## [CONSIGNE 1]
D'après l'article sur la conspiration Oster, au sein de quel service Hans Oster occupait-il un poste clé ?
## [CONSIGNE 2]
Prolongez l'article sur la conspiration Oster à partir de sa dernière phrase.

Stopper Hitler avant qu’il soit trop tard : la conspiration Oster
Appelez ça la chance du diable. De son arrivée au pouvoir en 1933 à sa mort en 1945, Adolf Hitler échappa à plusieurs tentatives d’assassinat, souvent d’un cheveu. Le plus célèbre d’entre eux est sans doute l’attentat à la bombe qui a légèrement blessé le Führer en juillet 1944 dans son QG. Popularisée grâce au film Valkyrie, de Bryan Singer, la conjuration organisée par le colonel Claus von Stauffenberg n’est pourtant pas la première opération montée par de hauts gradés du Reich : six ans plus tôt, il s’en fallut de peu que quelques hommes décidés ne renversent Adolf Hitler.
28 septembre 1938, Berlin. Dans un des bâtiments du commandement militaire de la capitale du Reich, un groupe d’une cinquantaine de personnes s’est discrètement réuni. L’ambiance est tendue. Quelques officiers distribuent aux soldats des armes automatiques, des munitions et des grenades à main. Tous les hommes présents, soigneusement sélectionnés depuis plusieurs mois pour leur opposition obstinée au régime, s’apprêtent à commettre un acte qui leur coûtera la vie en cas d’échec : renverser le Führer. La seule manière, à leurs yeux, d’enrayer un processus qui mène droit à un nouvel embrasement de l’Europe, vingt ans après la fin de la Première guerre mondiale.
L’enjeu des Sudètes
Hans Oster, l’homme qui travaille depuis des mois à construire le réseau clandestin de militaires et d’officiers qui a patiemment préparé l’opération du 28 septembre, n’est pas tout à fait le premier venu. C’est un des hommes-clés de l’Abwehr, le service de renseignement et d’espionnage de l’état-major allemand. Autrement dit, un des officiers les mieux informés du pays.
Vétéran de 14-18, Oster avait d’abord considéré comme bien des cadres de la Wehrmacht que l’arrivée des Nazis au pouvoir, en 1933, était plutôt positive pour l’Allemagne. Dès 1934, la tournure prise par les événements le faisait très vite déchanter. Du massacre des SA par les SS au cours de la nuit des Longs Couteaux, en juillet 1934, à la mise en place des grandes lois antisémites votées à Nuremberg, en septembre 1935, les signes s’accumulaient, toujours plus sombres.

## [DONNÉES FOURNIES]
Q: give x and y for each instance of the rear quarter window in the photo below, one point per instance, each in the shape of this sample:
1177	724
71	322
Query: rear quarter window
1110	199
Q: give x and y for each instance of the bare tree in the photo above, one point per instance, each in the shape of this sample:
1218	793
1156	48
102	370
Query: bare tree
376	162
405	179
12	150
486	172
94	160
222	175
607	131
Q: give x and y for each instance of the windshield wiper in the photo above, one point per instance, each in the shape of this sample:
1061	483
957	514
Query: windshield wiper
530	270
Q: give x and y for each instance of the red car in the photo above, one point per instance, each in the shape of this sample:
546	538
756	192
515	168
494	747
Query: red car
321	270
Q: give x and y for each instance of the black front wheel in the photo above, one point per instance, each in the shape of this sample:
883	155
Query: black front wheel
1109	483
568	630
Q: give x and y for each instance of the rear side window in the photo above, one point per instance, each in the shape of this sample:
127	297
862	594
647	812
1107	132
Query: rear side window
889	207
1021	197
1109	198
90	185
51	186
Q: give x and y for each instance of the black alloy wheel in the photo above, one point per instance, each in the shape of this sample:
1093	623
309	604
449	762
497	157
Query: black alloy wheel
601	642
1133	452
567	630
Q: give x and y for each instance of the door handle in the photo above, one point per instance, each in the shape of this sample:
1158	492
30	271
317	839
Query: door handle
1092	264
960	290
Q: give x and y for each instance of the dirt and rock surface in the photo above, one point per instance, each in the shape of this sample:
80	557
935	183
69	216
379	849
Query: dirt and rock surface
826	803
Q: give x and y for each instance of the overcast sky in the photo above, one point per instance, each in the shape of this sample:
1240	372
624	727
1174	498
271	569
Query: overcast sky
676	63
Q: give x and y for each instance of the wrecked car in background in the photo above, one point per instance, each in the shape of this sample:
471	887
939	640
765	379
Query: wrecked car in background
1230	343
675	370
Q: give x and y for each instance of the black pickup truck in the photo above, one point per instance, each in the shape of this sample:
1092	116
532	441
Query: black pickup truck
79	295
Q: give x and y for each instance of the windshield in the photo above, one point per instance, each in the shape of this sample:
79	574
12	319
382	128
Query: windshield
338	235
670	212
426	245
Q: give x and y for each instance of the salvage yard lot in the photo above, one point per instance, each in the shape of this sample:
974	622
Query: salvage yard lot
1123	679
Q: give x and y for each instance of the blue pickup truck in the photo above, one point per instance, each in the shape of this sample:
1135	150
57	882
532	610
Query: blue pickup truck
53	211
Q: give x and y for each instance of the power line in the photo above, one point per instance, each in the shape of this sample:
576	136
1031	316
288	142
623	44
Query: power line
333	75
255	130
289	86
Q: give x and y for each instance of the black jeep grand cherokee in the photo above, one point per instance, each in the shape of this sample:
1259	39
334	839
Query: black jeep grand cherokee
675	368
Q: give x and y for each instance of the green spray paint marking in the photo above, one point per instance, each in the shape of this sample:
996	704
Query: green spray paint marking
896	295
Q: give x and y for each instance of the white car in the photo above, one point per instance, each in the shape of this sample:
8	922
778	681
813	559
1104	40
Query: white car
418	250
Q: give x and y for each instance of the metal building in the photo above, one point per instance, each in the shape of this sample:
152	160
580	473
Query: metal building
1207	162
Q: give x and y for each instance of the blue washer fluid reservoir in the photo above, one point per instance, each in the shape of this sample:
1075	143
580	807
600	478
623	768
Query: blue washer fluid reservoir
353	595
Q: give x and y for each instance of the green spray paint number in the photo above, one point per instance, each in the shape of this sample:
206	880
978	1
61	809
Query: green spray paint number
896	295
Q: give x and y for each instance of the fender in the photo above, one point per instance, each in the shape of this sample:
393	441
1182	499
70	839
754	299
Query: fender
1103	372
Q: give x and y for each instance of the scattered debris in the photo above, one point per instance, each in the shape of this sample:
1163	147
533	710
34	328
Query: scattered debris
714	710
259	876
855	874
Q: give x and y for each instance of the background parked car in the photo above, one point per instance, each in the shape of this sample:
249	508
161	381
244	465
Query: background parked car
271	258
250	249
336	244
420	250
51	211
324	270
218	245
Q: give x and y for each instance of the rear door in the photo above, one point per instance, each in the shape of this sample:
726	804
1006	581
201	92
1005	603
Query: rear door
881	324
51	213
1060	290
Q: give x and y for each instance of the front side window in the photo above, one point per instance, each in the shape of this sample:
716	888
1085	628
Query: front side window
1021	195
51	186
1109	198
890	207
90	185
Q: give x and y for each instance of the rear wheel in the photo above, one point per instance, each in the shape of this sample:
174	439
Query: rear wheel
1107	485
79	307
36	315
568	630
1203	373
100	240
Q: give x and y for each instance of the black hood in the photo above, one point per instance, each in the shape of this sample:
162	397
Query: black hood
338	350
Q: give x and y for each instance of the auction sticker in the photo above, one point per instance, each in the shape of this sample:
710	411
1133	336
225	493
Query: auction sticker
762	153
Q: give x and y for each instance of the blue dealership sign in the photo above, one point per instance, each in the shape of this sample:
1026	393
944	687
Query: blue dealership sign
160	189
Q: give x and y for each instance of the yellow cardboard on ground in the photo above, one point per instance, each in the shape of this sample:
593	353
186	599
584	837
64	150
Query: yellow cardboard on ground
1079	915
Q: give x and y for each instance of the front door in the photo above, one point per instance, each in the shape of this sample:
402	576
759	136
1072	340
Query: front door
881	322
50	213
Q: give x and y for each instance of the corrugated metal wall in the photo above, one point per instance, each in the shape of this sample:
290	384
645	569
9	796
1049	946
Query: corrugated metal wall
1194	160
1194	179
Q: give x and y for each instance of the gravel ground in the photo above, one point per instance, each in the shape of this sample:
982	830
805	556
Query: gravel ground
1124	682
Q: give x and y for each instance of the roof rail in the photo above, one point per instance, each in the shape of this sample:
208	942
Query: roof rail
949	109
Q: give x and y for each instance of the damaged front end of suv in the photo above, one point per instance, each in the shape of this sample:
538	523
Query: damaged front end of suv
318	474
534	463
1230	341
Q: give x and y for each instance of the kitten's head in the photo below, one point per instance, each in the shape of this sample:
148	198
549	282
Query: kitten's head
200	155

## [RÉPONSE 1]
L'Abwehr, le service de renseignement et d'espionnage de l'état-major allemand.

## [RÉPONSE 2]
Pour le général Oster et pour le groupe qui se forme alors autour de lui, le doute est de moins en moins permis. Au vu de ses ambitions territoriales, toujours plus violemment assumées, le Führer est bien parti pour jeter l’Europe entière dans un nouveau conflit majeur, vingt ans après la fin de la Première guerre mondiale. Et la seule manière d’enrayer ce processus, c’est de l’arrêter quoiqu’il en coûte et par tous les moyens.
Pour ça, Oster est idéalement placé. Son rang dans la hiérarchie de l’Abwehr lui permet de fournir aux conjurés une série d’informations et de documents particulièrement utiles quand on commence à jouer un jeu aussi dangereux. Argent, faux papiers, couvertures, contacts, planques et réunions clandestines… Oster a entre les mains tout ce qui lui faut pour dissimuler les activités de ses camarades, présentées comme un travail de renseignement légitime et nécessaire.
Le long travail de sape s’accélère subitement en 1938. En février d’abord : le 4, un communiqué largement diffusé par la radio et dans la presse, annonce le remplacement d’une quinzaine de généraux et d’une cinquantaine d’officiers de haut rang par des proches du Führer. Dans ceux qui sont ainsi écartés brutalement, deux noms ressortent : Werner von Blomberg et Werner von Fritsch. Le premier est ministre de la guerre, le deuxième commande l’armée de terre, et les deux sont officiellement poussés à la démission par des affaires de mœurs. Blomberg a épousé une ancienne prostituée ; Fritch, lui, aurait une relation homosexuelle. Mais derrière cette purge se cache en fait autre chose. Les deux hommes, comme la plupart des officiers mis dehors, sont fermement opposés aux projets expansionnistes d’Hitler.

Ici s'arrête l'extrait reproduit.